Set task
Count how many rows of text in the items below contain the string "line", with uppercase and lowercase letters treated as distinct. Reply with the number only.

Input rows
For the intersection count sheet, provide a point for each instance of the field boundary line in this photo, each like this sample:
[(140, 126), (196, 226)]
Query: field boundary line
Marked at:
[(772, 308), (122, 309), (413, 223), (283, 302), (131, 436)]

==

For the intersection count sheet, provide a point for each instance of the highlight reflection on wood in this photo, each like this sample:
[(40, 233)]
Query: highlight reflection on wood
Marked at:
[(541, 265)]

--

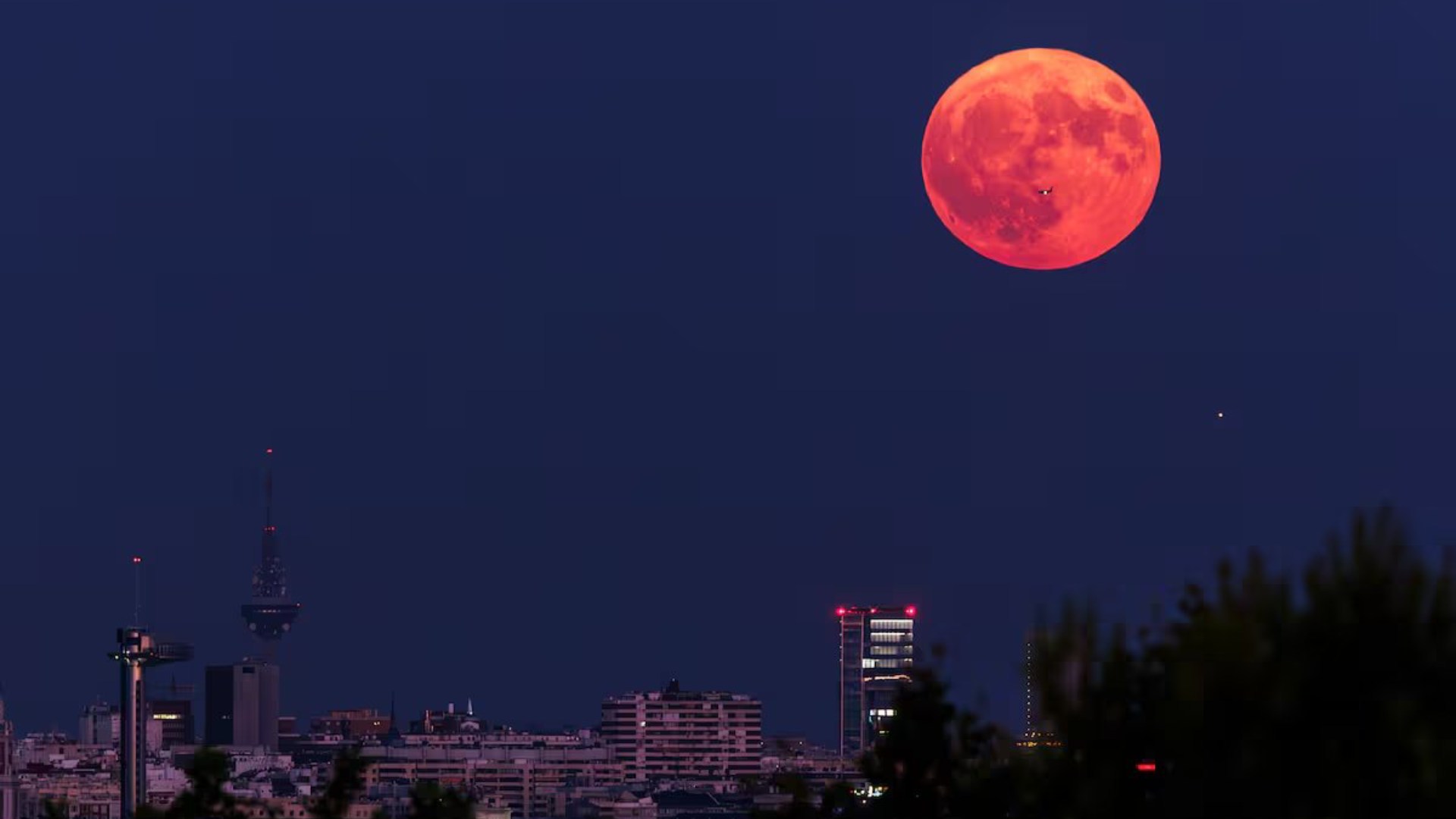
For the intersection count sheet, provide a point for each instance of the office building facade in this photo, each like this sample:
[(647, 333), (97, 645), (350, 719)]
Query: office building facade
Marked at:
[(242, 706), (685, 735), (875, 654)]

Answer to the problem
2